WHAT IS REQUIRED
Retype the data below word for word, beginning at the line that contains "target: bottle with blue cap" and ending after the line that contains "M 29 76 L 36".

TASK MATERIAL

....................

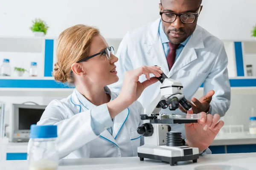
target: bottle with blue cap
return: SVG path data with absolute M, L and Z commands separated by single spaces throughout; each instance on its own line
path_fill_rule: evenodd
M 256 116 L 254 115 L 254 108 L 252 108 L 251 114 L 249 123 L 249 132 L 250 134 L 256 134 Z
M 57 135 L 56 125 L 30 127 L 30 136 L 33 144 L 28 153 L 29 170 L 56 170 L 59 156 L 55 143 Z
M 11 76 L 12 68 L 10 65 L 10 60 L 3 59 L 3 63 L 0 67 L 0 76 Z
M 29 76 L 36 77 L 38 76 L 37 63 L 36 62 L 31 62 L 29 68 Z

....................

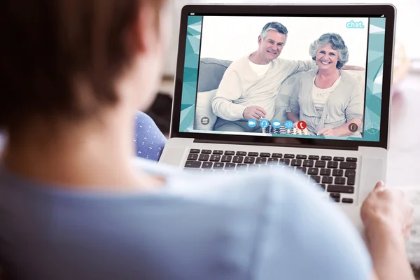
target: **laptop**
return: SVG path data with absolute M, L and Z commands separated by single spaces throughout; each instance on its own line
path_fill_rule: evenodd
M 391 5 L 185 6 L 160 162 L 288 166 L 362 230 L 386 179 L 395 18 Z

....................

THE SOLUTION
target: bottle with blue cap
return: SVG path data with absolute M, L and Z commands separated by single spaces throughout; each instance on its own line
path_fill_rule: evenodd
M 256 116 L 254 115 L 254 108 L 252 108 L 251 114 L 249 123 L 249 132 L 250 134 L 256 134 Z
M 57 135 L 56 125 L 30 127 L 30 136 L 33 144 L 28 153 L 29 170 L 56 170 L 59 156 L 55 143 Z
M 11 76 L 12 68 L 10 65 L 10 60 L 3 59 L 3 63 L 0 67 L 0 76 Z
M 29 76 L 36 77 L 38 76 L 37 63 L 36 62 L 31 62 L 29 68 Z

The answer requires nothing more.